> [Quoted passage]

'''

3. the comfort stations system institutionalized sexual violence against comfort women in an attempt to curb unauthorized sexual violence.

 

History books:

 

This privileging of written documents  works to exclude from history and discussions  of history the voices of the kind of people comfort women represent – the female, the impoverished, the colonized, the illiterate, and the racially and ethnically oppressed.   These people have left few written records of their experiences and therefore are denied a place in history and discussions of it by positivist gatekeepers. These “women without history” appear, then, only as they are represented in documents written by those in positions of power and only these documents satisfy the gatekeepers criteria for historical authenticity.

It had only been through their testimonies that survivors have been able to challenge this portrayal.

 

Comfort women are mentioned in Japanese documents as just one more type of war materiel, whose supply and transport had to be attended to by military accounting officers.  But there is almost a denial of the existence of the comfort women until war archives document did categorically state that the Imperial Army was directly involved in the setting up of the comfort stations, recruited, abducted, coerced and abused the women.

 

Today we have filed 8 court cases in Japan, mostly at the Tokyo District Court, other cases are in the High Court and few are in the Supreme Court in Japan. We all lost the cases. But we brought all the cases to the high court and the Supreme court of Japan. Not that we expect to win the cases in these courts, after all they are the courts of the perpetrators, but more so to remind Japan, its unsettled war responsibility to the women.

 

It was also the failure to exact justice from the Japanese courts that pushed us to think of other alternative solutions, that would pin down Japan

 

The Women’s International War Crimes Tribunal:

 

a.  the organizers vision in executing the Women’s International War Crimes tribunal objectives was dramatic.  It was establish to redress the crimes committed against the former comfort women  but also to dispel the historic tendency to trivialize crimes against women, particularly sexual crimes.

'''

> [Stated exercise A]
Render as a numbered list the part of the records that opens with the line containing "the pink sleeveless" and closes with the line containing "[(208, 330)]", leaving out any blank lines.
The passage on comfort women has no connection to the records that follow it.

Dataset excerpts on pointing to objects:
'''

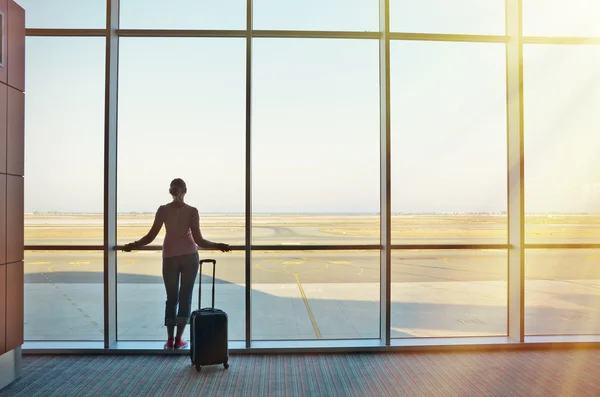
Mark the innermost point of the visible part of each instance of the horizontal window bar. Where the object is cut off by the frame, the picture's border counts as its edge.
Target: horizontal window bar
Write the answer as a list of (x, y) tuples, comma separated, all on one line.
[(64, 248), (449, 37), (562, 246), (179, 33), (561, 40), (327, 247), (324, 34), (306, 34), (325, 346), (66, 32)]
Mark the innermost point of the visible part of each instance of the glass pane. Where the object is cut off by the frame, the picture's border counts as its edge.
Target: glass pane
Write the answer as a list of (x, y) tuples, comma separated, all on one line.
[(448, 16), (330, 15), (64, 295), (65, 14), (315, 142), (64, 140), (562, 292), (141, 295), (304, 295), (196, 132), (561, 18), (562, 167), (448, 143), (449, 293), (182, 14)]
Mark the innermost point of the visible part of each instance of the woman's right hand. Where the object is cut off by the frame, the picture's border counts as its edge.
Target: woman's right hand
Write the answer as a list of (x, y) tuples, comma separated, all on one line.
[(223, 247)]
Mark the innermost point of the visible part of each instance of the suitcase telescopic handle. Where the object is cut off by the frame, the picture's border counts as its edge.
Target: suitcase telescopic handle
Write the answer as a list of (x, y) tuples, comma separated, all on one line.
[(214, 262)]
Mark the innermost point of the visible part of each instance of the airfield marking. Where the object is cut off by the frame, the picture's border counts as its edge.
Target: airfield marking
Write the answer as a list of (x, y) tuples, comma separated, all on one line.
[(312, 318)]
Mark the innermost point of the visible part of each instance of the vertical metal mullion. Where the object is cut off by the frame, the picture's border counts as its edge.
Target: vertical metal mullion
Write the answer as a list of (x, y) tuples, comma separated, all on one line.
[(516, 183), (385, 173), (110, 174), (248, 172)]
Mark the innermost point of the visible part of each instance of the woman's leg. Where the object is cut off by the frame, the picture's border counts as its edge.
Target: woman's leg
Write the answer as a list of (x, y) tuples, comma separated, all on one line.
[(171, 280), (189, 270)]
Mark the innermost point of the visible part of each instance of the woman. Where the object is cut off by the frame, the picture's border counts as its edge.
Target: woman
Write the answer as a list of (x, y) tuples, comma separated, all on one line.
[(180, 257)]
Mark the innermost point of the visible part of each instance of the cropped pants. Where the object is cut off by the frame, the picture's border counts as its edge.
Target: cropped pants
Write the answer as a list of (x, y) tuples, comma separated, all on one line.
[(179, 275)]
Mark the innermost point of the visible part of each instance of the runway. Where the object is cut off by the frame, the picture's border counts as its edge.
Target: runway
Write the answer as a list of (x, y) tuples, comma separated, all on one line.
[(304, 294), (320, 266)]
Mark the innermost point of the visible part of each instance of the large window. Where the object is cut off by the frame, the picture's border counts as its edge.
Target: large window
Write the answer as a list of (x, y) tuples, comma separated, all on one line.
[(562, 167), (332, 15), (63, 187), (64, 296), (562, 292), (64, 137), (449, 293), (562, 195), (448, 143), (181, 115), (192, 85), (561, 18), (65, 14), (315, 295), (315, 169), (448, 16), (448, 187), (182, 14)]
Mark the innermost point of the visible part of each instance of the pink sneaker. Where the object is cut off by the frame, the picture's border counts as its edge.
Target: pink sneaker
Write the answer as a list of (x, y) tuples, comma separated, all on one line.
[(180, 344)]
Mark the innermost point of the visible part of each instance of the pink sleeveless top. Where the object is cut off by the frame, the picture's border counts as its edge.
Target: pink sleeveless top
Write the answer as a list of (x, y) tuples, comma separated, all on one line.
[(178, 222)]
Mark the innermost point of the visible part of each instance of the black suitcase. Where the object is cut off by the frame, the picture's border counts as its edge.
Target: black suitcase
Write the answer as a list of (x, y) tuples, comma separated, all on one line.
[(208, 330)]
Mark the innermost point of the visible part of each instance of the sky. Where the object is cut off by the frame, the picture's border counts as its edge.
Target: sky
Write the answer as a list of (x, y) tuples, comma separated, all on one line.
[(315, 105)]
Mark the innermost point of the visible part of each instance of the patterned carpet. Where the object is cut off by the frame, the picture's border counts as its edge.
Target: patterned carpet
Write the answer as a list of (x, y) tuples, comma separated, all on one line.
[(517, 373)]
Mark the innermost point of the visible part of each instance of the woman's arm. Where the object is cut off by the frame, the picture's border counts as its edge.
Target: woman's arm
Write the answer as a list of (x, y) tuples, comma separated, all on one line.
[(201, 241), (150, 236)]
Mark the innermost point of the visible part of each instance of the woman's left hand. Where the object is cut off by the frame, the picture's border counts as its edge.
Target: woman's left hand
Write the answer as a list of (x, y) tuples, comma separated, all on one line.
[(128, 247)]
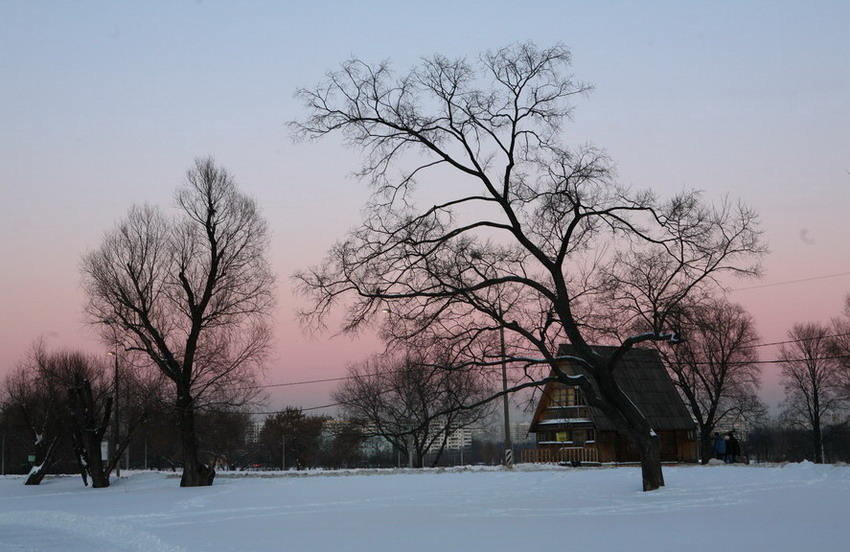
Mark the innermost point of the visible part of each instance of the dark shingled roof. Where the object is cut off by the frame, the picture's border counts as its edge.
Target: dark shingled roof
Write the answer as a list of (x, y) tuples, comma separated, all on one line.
[(642, 376)]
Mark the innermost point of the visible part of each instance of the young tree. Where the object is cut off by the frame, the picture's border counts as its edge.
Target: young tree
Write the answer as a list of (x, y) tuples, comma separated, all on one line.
[(715, 367), (812, 380), (515, 230), (294, 437), (192, 293), (413, 403)]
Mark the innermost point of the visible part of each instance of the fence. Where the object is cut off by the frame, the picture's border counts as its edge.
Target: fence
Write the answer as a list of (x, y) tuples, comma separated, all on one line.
[(564, 455)]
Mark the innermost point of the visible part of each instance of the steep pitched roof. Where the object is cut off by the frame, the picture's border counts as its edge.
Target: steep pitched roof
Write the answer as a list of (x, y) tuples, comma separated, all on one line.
[(642, 376)]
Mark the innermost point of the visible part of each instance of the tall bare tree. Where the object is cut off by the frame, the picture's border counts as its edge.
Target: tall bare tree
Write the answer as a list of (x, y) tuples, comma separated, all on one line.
[(514, 229), (413, 403), (715, 368), (191, 292), (812, 377)]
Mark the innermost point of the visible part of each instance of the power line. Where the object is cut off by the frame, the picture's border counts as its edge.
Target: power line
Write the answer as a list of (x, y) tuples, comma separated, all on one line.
[(343, 378), (811, 279)]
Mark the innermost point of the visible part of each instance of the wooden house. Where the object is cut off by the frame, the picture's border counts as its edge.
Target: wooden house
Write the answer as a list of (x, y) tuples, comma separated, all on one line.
[(567, 429)]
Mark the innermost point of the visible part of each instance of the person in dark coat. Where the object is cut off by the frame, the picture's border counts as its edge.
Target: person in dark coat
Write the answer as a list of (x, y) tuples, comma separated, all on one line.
[(719, 447)]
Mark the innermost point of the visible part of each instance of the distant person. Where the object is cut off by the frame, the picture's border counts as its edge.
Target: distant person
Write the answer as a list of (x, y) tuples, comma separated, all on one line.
[(733, 449), (719, 447)]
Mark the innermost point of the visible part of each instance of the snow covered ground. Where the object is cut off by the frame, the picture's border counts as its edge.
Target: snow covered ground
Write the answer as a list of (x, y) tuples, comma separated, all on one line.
[(799, 507)]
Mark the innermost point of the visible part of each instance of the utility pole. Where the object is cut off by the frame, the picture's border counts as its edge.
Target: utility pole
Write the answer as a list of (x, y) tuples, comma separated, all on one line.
[(509, 450), (115, 424)]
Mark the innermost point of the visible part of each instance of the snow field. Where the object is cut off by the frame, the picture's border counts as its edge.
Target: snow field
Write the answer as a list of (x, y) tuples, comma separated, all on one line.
[(749, 508)]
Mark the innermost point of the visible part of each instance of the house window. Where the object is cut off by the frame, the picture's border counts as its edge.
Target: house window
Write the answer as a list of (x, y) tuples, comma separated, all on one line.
[(565, 396)]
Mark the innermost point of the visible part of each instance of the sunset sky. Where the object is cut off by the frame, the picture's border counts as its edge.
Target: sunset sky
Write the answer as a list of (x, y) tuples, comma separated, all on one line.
[(103, 105)]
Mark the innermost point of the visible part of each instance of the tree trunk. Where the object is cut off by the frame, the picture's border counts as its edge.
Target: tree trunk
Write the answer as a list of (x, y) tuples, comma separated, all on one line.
[(195, 472), (88, 432), (706, 444), (43, 457), (650, 462), (634, 424)]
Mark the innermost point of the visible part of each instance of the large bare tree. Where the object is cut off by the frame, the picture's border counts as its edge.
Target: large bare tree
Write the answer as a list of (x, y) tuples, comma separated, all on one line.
[(715, 367), (191, 292), (512, 228), (812, 376)]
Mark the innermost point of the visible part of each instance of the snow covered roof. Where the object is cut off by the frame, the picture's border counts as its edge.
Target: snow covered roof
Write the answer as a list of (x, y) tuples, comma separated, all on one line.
[(642, 376)]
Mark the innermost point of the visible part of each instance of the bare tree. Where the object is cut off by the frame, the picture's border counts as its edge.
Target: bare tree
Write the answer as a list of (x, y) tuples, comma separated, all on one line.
[(715, 368), (839, 346), (192, 293), (293, 436), (39, 405), (514, 229), (413, 403), (812, 379)]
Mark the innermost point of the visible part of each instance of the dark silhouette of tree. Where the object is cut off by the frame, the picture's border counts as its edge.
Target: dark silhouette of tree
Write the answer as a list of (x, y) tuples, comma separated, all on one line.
[(294, 435), (813, 381), (512, 229), (191, 293), (413, 402), (715, 367)]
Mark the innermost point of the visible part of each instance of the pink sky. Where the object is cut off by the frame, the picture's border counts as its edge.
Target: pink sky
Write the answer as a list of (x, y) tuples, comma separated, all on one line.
[(103, 106)]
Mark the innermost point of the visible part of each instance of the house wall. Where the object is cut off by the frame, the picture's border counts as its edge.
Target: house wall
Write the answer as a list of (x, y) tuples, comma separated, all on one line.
[(612, 447)]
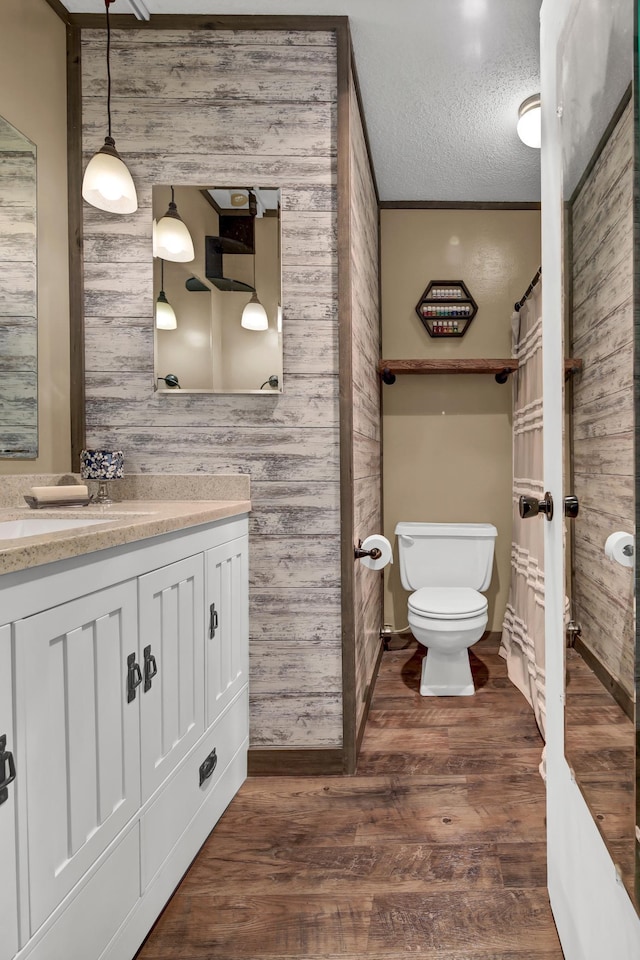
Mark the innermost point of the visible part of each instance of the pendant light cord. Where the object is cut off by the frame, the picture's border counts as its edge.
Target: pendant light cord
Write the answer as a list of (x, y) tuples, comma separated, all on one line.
[(106, 3)]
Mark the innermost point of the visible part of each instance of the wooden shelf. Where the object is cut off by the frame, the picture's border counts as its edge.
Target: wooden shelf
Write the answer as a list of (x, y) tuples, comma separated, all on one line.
[(500, 367), (442, 365)]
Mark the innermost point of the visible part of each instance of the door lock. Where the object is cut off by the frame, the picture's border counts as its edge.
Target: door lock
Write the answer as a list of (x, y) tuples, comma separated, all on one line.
[(531, 507)]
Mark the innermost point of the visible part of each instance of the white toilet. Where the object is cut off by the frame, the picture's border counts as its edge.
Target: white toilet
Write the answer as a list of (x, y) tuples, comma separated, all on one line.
[(446, 565)]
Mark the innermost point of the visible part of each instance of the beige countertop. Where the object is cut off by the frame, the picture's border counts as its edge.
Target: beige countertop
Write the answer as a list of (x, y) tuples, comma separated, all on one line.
[(126, 521)]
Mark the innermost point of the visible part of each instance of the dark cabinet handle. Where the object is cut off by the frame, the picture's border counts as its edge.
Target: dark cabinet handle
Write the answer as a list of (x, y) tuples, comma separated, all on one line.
[(150, 668), (208, 766), (134, 677), (6, 757), (213, 620)]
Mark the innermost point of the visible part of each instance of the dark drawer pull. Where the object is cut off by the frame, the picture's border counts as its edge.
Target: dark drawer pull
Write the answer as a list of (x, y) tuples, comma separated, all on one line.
[(134, 677), (6, 757), (208, 766), (150, 668), (213, 621)]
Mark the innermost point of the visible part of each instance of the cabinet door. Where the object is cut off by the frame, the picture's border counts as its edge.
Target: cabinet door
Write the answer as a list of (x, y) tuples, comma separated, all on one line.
[(79, 736), (8, 875), (227, 656), (171, 611)]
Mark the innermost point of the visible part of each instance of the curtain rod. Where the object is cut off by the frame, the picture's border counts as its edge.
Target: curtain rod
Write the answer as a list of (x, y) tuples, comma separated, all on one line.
[(528, 291)]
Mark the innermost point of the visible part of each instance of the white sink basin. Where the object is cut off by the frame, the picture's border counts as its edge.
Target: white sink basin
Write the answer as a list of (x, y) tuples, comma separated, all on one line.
[(36, 526)]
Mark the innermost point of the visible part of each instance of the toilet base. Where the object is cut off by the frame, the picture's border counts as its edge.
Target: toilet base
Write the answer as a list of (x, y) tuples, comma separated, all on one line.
[(446, 675)]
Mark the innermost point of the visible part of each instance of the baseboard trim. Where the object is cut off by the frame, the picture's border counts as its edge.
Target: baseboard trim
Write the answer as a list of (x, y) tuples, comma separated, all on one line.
[(617, 691), (294, 762)]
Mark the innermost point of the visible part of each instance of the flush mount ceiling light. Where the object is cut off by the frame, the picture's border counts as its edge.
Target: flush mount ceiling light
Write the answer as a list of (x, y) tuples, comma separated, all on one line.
[(165, 314), (107, 183), (171, 237), (529, 121)]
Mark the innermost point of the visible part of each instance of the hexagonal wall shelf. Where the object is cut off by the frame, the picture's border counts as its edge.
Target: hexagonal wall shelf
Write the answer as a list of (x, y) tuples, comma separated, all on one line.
[(446, 308)]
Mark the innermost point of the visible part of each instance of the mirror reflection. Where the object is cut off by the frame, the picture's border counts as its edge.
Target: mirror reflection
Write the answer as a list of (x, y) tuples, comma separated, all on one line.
[(18, 296), (595, 73), (218, 305)]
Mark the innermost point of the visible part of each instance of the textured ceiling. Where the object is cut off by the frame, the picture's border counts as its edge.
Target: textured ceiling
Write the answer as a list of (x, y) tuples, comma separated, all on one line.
[(441, 82)]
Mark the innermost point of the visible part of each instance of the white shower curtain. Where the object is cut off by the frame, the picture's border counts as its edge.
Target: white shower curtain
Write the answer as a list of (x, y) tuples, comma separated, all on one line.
[(522, 641)]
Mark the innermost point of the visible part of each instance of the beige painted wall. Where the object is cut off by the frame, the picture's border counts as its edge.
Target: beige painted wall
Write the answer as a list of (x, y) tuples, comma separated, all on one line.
[(447, 438), (34, 100)]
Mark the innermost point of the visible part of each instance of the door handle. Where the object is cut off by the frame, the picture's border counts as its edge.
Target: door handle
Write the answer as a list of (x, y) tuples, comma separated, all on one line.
[(150, 668), (571, 507), (213, 621), (531, 507), (134, 677), (5, 757)]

'''

> [Stated exercise B]
According to the passage on comfort women, in which court were most of the court cases filed in Japan?

> [Result A]
1. Mark the innermost point of the visible part of each instance of the pink sleeveless top. Where the object is cut off by the frame, the picture's border counts as its edge.
2. Target: pink sleeveless top
3. Write the answer as a list of (x, y) tuples, comma separated, all on one line.
4. [(178, 222)]
5. Mark the innermost point of the visible part of each instance of the black suitcase. Where the object is cut off by the frame, the picture's border counts as its edge.
6. Target: black suitcase
7. Write the answer as a list of (x, y) tuples, comma separated, all on one line.
8. [(208, 330)]

> [Result B]
The Tokyo District Court